◆ **Goal of the exercise**
Within the material below, locate the line with "Where can the blue" and the line with "Where can the black", then return those two lines and all lines between them, exactly as written.

◆ **Records for this task**
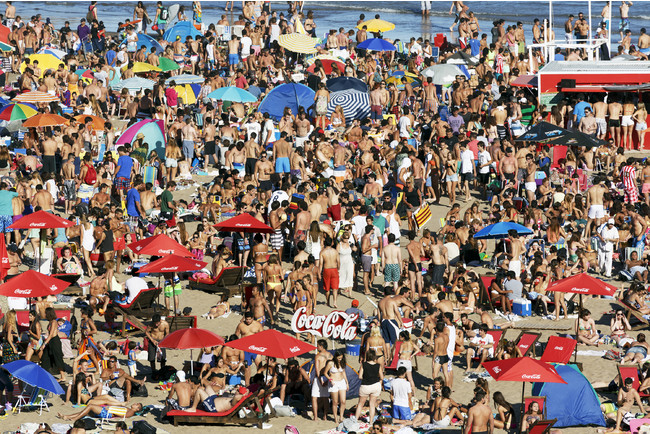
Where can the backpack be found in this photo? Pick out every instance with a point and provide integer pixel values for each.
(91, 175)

==

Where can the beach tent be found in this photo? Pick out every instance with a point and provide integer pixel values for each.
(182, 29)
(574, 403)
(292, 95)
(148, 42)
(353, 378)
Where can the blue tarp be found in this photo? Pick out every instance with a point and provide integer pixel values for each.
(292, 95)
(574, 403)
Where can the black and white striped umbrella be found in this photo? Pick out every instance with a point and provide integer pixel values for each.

◆ **Solution to the problem**
Where can the blue tarp be found in this photo? Pick out every instance with a point and provide integer pixel values for each.
(292, 95)
(574, 403)
Where can the black and white striped umbrella be found in this photo? Pick out every instance with a point and provide integer pixel values for each.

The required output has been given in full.